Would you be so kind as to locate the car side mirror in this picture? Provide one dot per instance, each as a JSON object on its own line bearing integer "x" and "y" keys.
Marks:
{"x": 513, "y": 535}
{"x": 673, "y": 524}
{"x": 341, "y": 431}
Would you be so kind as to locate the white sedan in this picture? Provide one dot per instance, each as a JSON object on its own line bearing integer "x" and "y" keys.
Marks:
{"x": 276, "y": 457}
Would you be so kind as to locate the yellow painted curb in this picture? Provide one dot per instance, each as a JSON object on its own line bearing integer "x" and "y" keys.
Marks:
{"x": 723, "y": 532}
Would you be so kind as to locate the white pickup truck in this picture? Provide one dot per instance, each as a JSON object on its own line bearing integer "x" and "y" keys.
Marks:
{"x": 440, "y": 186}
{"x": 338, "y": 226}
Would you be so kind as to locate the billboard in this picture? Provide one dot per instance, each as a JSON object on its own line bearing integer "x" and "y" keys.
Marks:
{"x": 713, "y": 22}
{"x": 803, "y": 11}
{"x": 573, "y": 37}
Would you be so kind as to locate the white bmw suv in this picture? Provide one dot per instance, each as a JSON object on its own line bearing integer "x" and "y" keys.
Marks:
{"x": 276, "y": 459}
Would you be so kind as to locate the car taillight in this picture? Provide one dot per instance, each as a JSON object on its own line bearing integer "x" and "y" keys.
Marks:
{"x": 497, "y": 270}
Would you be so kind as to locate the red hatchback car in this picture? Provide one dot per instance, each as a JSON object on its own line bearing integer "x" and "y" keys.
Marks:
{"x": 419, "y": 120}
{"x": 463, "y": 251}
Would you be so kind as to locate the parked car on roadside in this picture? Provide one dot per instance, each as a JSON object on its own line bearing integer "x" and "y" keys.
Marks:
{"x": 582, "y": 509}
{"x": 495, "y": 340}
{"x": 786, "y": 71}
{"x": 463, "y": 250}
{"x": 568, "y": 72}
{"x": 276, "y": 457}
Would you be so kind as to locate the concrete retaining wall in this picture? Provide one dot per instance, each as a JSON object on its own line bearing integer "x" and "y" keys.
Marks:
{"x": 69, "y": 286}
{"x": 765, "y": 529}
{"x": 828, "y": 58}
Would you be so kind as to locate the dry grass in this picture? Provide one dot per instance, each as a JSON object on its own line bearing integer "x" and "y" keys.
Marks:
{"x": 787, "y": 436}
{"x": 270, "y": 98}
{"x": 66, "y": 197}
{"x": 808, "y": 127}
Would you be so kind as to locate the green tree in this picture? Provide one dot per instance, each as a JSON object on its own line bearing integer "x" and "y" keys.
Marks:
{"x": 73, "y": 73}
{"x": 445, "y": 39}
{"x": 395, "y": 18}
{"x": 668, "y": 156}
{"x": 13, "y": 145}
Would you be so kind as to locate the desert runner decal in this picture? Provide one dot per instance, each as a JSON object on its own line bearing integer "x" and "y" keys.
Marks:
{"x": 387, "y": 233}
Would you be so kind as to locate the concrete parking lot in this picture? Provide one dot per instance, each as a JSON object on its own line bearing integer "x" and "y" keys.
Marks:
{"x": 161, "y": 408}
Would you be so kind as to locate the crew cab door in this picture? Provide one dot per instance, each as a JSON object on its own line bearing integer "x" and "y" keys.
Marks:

--

What is asked
Arrange every line of the entries above as a Markdown table with the columns No. and Line, numbering the rows in order and leaving out any blank lines.

Answer to this exercise
| No. | Line |
|---|---|
| 1 | Would you be so kind as to locate the car side mirror in this picture? Provide one dot per instance, each as a JSON object on its own line bearing integer "x" and "y" keys. |
| 2 | Marks: |
| 3 | {"x": 513, "y": 535} |
| 4 | {"x": 673, "y": 524} |
| 5 | {"x": 341, "y": 431} |
| 6 | Would you be so kind as to locate the white sedan in this picture? Provide one dot per instance, each as a JSON object on its own line bearing integer "x" and "y" keys. |
| 7 | Marks: |
| 8 | {"x": 276, "y": 457} |
| 9 | Would you be so kind as to locate the yellow painted curb in this picture? Provide one dot per instance, each as a JSON object on its own line bearing integer "x" and "y" keys. |
| 10 | Marks: |
| 11 | {"x": 723, "y": 532} |
| 12 | Would you be so kind as to locate the white pickup truck in this picture? Provide one dot per instance, each as a JSON object on its own line bearing integer "x" and "y" keys. |
| 13 | Marks: |
| 14 | {"x": 440, "y": 186} |
| 15 | {"x": 338, "y": 226} |
| 16 | Would you be so kind as to locate the billboard in this picture? Provide one dot per instance, each as a JSON object on its own line bearing integer "x" and "y" keys. |
| 17 | Marks: |
| 18 | {"x": 713, "y": 22} |
| 19 | {"x": 803, "y": 11} |
| 20 | {"x": 573, "y": 37} |
| 21 | Would you be so kind as to locate the white bmw suv in this picture? Provide one dot per instance, each as a JSON object on its own line bearing integer "x" and "y" keys. |
| 22 | Marks: |
| 23 | {"x": 276, "y": 459} |
| 24 | Would you be so kind as to locate the car taillight in this picture? Provide one dot per instance, each as a JSON object on its own line bearing integer "x" and "y" keys. |
| 25 | Marks: |
| 26 | {"x": 497, "y": 270} |
| 27 | Would you be so kind as to locate the red hatchback car in this picture? Provide one dot per instance, each as a JSON object on its own line bearing integer "x" and "y" keys. |
| 28 | Marks: |
| 29 | {"x": 419, "y": 120} |
| 30 | {"x": 463, "y": 251} |
| 31 | Would you be so kind as to locate the parked car on roadside in this picture? Provide one dot per instance, each as a JSON object on its own line bearing integer "x" and "y" keys. |
| 32 | Marks: |
| 33 | {"x": 582, "y": 509} |
| 34 | {"x": 495, "y": 340} |
| 35 | {"x": 786, "y": 71} |
| 36 | {"x": 463, "y": 250} |
| 37 | {"x": 568, "y": 72} |
| 38 | {"x": 276, "y": 457} |
| 39 | Would you be so kind as to locate the concrete retaining wall in this picture? Provide one dot per instance, each as a JSON object on its own line bearing integer "x" and "y" keys. |
| 40 | Marks: |
| 41 | {"x": 69, "y": 286} |
| 42 | {"x": 765, "y": 529} |
| 43 | {"x": 828, "y": 58} |
| 44 | Would you be so kind as to locate the dry grass in this picture? Provide one dot per instance, each as a JSON object on its own line bearing integer "x" and "y" keys. |
| 45 | Marks: |
| 46 | {"x": 787, "y": 436} |
| 47 | {"x": 270, "y": 98} |
| 48 | {"x": 66, "y": 197} |
| 49 | {"x": 808, "y": 127} |
| 50 | Would you be so kind as to locate the green tree in this picture? Provide one dot per instance, each as a JSON object on its own line bearing integer "x" and "y" keys. |
| 51 | Marks: |
| 52 | {"x": 73, "y": 73} |
| 53 | {"x": 445, "y": 39} |
| 54 | {"x": 395, "y": 18} |
| 55 | {"x": 668, "y": 156} |
| 56 | {"x": 13, "y": 145} |
| 57 | Would you be so kind as to locate the desert runner decal in this picture? Provide one dot per instance, each as a JSON object on its own line bearing integer "x" and "y" keys. |
| 58 | Marks: |
| 59 | {"x": 387, "y": 233} |
| 60 | Would you be so kind as to locate the concrete parking lot in this picture? Provide one dot per instance, each as a JSON object on its own line bearing integer "x" and "y" keys. |
| 61 | Marks: |
| 62 | {"x": 161, "y": 408} |
| 63 | Would you be so kind as to locate the crew cab door in this picture? Provide one dot per instance, each as a JSON object on its own line bearing integer "x" and "y" keys. |
| 64 | Marks: |